*WHAT TO DO*. Word for word, print all of the lines below.

*INFORMATION SUPPLIED*.
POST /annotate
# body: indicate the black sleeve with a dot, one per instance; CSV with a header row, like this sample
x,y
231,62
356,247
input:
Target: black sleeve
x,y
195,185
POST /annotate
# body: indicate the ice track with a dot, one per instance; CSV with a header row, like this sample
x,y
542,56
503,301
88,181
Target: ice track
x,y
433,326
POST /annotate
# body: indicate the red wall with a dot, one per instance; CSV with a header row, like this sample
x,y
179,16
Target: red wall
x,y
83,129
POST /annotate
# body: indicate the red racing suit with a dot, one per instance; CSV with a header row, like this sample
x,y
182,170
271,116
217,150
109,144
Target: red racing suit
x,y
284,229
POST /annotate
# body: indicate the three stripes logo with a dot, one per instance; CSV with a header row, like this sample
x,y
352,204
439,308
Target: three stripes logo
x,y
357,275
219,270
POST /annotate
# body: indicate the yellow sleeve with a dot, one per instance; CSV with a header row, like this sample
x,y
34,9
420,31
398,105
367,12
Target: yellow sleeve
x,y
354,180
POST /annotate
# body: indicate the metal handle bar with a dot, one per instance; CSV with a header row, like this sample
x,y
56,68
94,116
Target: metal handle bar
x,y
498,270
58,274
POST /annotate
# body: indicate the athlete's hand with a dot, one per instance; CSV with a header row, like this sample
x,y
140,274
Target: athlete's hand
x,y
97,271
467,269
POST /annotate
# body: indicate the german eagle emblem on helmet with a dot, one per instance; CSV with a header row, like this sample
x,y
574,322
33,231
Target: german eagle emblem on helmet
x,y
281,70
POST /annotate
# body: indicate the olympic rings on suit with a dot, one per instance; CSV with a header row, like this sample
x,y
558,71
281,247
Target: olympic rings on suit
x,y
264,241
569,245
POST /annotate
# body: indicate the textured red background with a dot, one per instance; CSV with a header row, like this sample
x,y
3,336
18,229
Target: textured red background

*RESPONSE*.
POST /annotate
# body: indicate the black sleeve with a dot, one per instance; CSV with a header row, like this sample
x,y
231,62
356,247
input:
Target: black sleeve
x,y
195,185
POST /annotate
# body: indicate the ice track with a dot, one per instance; CSV with a header row, like this sample
x,y
542,56
503,301
88,181
Target: ice track
x,y
433,326
POST /annotate
# body: indicate the red wall with a dot, one per instance; CSV with a header row, like this sample
x,y
179,16
Target: red wall
x,y
83,129
POST /annotate
# body: indicate the red racing suit with a dot, one per instance; CSV with a header row, like this sample
x,y
182,170
271,116
217,150
109,144
Target: red racing suit
x,y
284,229
POST /annotate
# body: indicate the three stripes logo with a dot, one per instance; CSV with a header row, like this sample
x,y
352,204
439,308
Target: three stripes logo
x,y
357,275
219,270
POST /annotate
# body: indicate the yellow sleeve with a dot, one per instance; CSV with a header row, like this sample
x,y
34,9
420,31
398,105
367,12
Target: yellow sleeve
x,y
354,180
POST /annotate
# body: indicate the metal handle bar with a dot, one per instance; CSV with a header row, like this sample
x,y
56,68
94,116
Target: metal handle bar
x,y
498,270
58,274
POST /annotate
# body: indicate the athlete's hand with a dot, one per instance; CSV with a header row, like this sample
x,y
140,274
Target: athlete's hand
x,y
97,271
467,269
POST /annotate
# body: indicate the german eagle emblem on helmet with a dot, one per instance; CSV with a header row, like this sample
x,y
574,322
33,231
Target: german eagle emblem on helmet
x,y
281,70
POST /annotate
# body: indicate the olympic rings on suit with a dot, one per instance; CSV with a header row, like this sample
x,y
558,71
281,247
Target: olympic rings on suit
x,y
264,241
569,245
POST /annotate
# body: indicate the textured red background with a dot, one per instance; CSV with a header row, like this sample
x,y
3,336
18,229
Target: textured red background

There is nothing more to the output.